#### Data supplied

——

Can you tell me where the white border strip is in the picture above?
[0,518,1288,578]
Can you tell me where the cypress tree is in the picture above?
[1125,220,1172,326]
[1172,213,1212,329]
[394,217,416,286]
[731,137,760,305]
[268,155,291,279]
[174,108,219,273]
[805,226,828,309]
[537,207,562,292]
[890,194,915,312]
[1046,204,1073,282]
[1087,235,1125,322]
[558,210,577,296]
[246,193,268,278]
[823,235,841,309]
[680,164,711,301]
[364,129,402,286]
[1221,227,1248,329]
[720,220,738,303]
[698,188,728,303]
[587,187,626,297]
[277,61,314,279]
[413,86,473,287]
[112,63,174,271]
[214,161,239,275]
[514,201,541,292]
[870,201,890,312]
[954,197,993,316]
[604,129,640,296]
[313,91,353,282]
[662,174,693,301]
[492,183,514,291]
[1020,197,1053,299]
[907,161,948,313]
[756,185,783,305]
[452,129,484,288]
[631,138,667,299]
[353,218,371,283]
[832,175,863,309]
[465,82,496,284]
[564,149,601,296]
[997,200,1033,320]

——

#### What to produce
Convert every line of the rows above into a JSON list of strings, one string per line, with blank lines omitted.

#### Result of the task
[
  "Can you tell me where the white border strip is in the picture above?",
  "[0,518,1288,578]",
  "Can you tell me where the cypress tree is in the picture above?",
  "[1125,220,1172,326]",
  "[1172,213,1212,329]",
  "[394,217,416,286]",
  "[731,137,760,305]",
  "[268,155,291,279]",
  "[174,108,219,273]",
  "[805,226,828,309]",
  "[537,207,562,292]",
  "[890,194,915,312]",
  "[1046,204,1073,282]",
  "[1087,235,1125,322]",
  "[558,210,577,296]",
  "[246,193,268,278]",
  "[823,235,841,309]",
  "[680,164,711,301]",
  "[364,129,402,286]",
  "[1221,227,1248,329]",
  "[720,220,738,303]",
  "[698,188,728,303]",
  "[587,187,626,297]",
  "[277,61,314,279]",
  "[413,86,473,287]",
  "[112,63,174,271]",
  "[214,161,239,275]",
  "[514,201,541,292]",
  "[870,201,890,312]",
  "[954,197,993,316]",
  "[604,129,640,296]",
  "[313,91,353,282]",
  "[662,174,693,301]",
  "[492,183,514,291]",
  "[1020,197,1053,299]",
  "[907,161,948,313]",
  "[756,185,783,305]",
  "[452,129,484,288]",
  "[631,138,667,299]",
  "[353,218,371,283]",
  "[832,175,863,309]",
  "[465,82,496,284]",
  "[564,149,601,296]",
  "[997,200,1033,320]"
]